• Task brief: Return each of the rows below word for word, without changing anything.

BEGIN

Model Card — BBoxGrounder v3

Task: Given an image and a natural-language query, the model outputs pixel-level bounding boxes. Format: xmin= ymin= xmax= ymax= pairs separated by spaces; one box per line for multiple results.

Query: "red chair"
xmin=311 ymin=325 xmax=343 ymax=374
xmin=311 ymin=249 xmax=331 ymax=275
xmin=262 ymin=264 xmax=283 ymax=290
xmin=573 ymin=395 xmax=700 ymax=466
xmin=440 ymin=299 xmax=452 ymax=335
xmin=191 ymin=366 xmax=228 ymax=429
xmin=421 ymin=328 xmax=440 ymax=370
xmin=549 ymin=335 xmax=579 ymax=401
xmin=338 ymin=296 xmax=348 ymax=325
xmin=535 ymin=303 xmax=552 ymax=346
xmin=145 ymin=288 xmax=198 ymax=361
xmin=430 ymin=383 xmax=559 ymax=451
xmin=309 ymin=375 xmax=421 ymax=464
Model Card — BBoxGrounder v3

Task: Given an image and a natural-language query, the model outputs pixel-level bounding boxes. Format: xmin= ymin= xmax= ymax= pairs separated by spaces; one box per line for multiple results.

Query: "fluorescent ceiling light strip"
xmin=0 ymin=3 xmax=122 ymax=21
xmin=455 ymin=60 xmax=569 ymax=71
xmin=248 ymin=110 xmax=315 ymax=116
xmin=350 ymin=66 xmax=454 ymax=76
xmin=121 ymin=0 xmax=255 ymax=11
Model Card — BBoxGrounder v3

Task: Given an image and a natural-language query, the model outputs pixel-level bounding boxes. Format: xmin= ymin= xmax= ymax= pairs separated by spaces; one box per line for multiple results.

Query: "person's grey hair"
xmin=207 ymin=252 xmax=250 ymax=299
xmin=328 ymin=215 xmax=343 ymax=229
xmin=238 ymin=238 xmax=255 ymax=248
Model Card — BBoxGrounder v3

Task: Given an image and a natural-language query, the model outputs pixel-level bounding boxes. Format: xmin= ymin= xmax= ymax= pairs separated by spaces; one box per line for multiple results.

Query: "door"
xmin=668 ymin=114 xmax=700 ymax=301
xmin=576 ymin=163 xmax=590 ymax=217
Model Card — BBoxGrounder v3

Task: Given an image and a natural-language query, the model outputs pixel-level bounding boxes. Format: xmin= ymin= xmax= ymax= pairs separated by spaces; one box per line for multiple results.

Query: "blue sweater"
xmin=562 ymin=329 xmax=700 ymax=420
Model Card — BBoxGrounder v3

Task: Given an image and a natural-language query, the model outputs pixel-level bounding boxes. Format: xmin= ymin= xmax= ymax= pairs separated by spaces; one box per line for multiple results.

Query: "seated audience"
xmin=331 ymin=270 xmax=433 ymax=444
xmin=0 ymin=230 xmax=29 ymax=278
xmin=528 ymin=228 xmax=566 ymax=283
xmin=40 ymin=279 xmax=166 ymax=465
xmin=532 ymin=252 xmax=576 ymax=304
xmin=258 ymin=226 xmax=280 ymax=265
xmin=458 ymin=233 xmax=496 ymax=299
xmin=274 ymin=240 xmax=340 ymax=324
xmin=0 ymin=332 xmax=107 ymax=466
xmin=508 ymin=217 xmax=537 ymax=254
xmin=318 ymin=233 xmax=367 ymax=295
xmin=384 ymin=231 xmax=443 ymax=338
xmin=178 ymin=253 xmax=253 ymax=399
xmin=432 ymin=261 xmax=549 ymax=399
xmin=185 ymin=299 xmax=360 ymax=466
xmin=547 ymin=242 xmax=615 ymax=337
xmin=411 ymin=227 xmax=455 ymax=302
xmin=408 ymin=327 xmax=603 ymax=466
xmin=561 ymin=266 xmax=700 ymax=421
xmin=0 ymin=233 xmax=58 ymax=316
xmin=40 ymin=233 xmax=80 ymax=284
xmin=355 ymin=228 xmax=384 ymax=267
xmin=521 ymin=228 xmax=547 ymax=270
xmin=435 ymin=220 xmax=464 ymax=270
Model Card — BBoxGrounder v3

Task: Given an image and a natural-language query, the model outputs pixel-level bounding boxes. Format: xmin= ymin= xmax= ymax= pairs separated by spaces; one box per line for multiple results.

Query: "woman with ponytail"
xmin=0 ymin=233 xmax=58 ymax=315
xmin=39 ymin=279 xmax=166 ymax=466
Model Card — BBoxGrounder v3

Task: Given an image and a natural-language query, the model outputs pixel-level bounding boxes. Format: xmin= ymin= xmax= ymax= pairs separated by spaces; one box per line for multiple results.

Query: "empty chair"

END

• Answer to the problem:
Model Card — BBoxGrounder v3

Task: Given an image and a natural-language query, the model outputs pixel-level bounding boxes. Format: xmin= ymin= xmax= ymax= pairs separated by spaces; one box per line for multiple results.

Query: "red chair"
xmin=311 ymin=325 xmax=343 ymax=374
xmin=311 ymin=249 xmax=331 ymax=275
xmin=262 ymin=264 xmax=283 ymax=290
xmin=573 ymin=395 xmax=700 ymax=466
xmin=440 ymin=299 xmax=452 ymax=335
xmin=191 ymin=366 xmax=228 ymax=429
xmin=421 ymin=328 xmax=440 ymax=370
xmin=549 ymin=335 xmax=579 ymax=401
xmin=338 ymin=296 xmax=348 ymax=325
xmin=535 ymin=303 xmax=552 ymax=346
xmin=145 ymin=288 xmax=198 ymax=361
xmin=430 ymin=383 xmax=559 ymax=451
xmin=309 ymin=375 xmax=421 ymax=464
Model Card — BBoxGrounder v3

Task: Given an image and a natural-language query, the model outputs pixel-level bounding boxes. Format: xmin= ymin= xmax= ymax= pairs separated by spaces; one box per line for multiple results.

Query: "fluorescent ceiling light strip"
xmin=0 ymin=3 xmax=122 ymax=21
xmin=455 ymin=60 xmax=569 ymax=71
xmin=248 ymin=110 xmax=315 ymax=116
xmin=350 ymin=66 xmax=454 ymax=76
xmin=121 ymin=0 xmax=255 ymax=11
Model Card — BBoxGrounder v3

Task: Given an image and a natural-language query, the model outputs pixel-level bounding boxes. Format: xmin= ymin= xmax= ymax= pairs separated by spaces; one box per line for multiple results.

Query: "person's grey hair"
xmin=207 ymin=252 xmax=250 ymax=299
xmin=328 ymin=215 xmax=343 ymax=229
xmin=238 ymin=238 xmax=255 ymax=248
Model Card — BBoxGrounder v3

Task: Given an image and a natural-language query, the model outputs pixel-level bounding boxes. Format: xmin= ymin= xmax= ymax= pairs separated by spaces; one box per line for multiple results.

Query: "door"
xmin=668 ymin=114 xmax=700 ymax=301
xmin=576 ymin=163 xmax=590 ymax=217
Model Card — BBoxGrounder v3

Task: Given an image and a natural-language query, the model outputs pixel-level bounding boxes. Format: xmin= ymin= xmax= ymax= pairs separated by spaces; one box per line for multiple results.

Query: "blue sweater"
xmin=562 ymin=329 xmax=700 ymax=420
Model Card — BBoxGrounder v3

Task: Given an image and a natural-language query, the model outputs pixel-level bounding boxes. Format: xmin= ymin= xmax= ymax= pairs separated by spaces; one box per line for multiple results.

Query: "seated audience"
xmin=331 ymin=270 xmax=433 ymax=444
xmin=0 ymin=230 xmax=29 ymax=278
xmin=528 ymin=228 xmax=566 ymax=283
xmin=40 ymin=279 xmax=166 ymax=465
xmin=532 ymin=252 xmax=576 ymax=304
xmin=258 ymin=226 xmax=280 ymax=265
xmin=458 ymin=233 xmax=496 ymax=299
xmin=274 ymin=240 xmax=340 ymax=324
xmin=0 ymin=332 xmax=107 ymax=466
xmin=508 ymin=217 xmax=537 ymax=254
xmin=318 ymin=233 xmax=367 ymax=295
xmin=384 ymin=231 xmax=443 ymax=338
xmin=178 ymin=253 xmax=253 ymax=399
xmin=432 ymin=261 xmax=549 ymax=399
xmin=185 ymin=299 xmax=360 ymax=466
xmin=547 ymin=242 xmax=615 ymax=337
xmin=411 ymin=227 xmax=455 ymax=302
xmin=408 ymin=327 xmax=603 ymax=466
xmin=561 ymin=266 xmax=700 ymax=421
xmin=0 ymin=233 xmax=58 ymax=316
xmin=40 ymin=233 xmax=80 ymax=284
xmin=355 ymin=228 xmax=384 ymax=267
xmin=521 ymin=228 xmax=547 ymax=270
xmin=435 ymin=220 xmax=464 ymax=270
Model Card — BBoxGrounder v3

Task: Given an image and a natural-language query, the model outputs pixel-level bounding boxes. Format: xmin= ymin= xmax= ymax= pairs separated by spaces; one box per line for multiple results.

Query: "woman with ponytail"
xmin=0 ymin=233 xmax=58 ymax=315
xmin=39 ymin=279 xmax=166 ymax=466
Model Card — BBoxGrounder v3

Task: Given an image and a natural-language query, the model outputs pixel-level bounding boxes. Format: xmin= ymin= xmax= ymax= pairs separated by spaces; one box per line for multiple results.

Query: "empty chair"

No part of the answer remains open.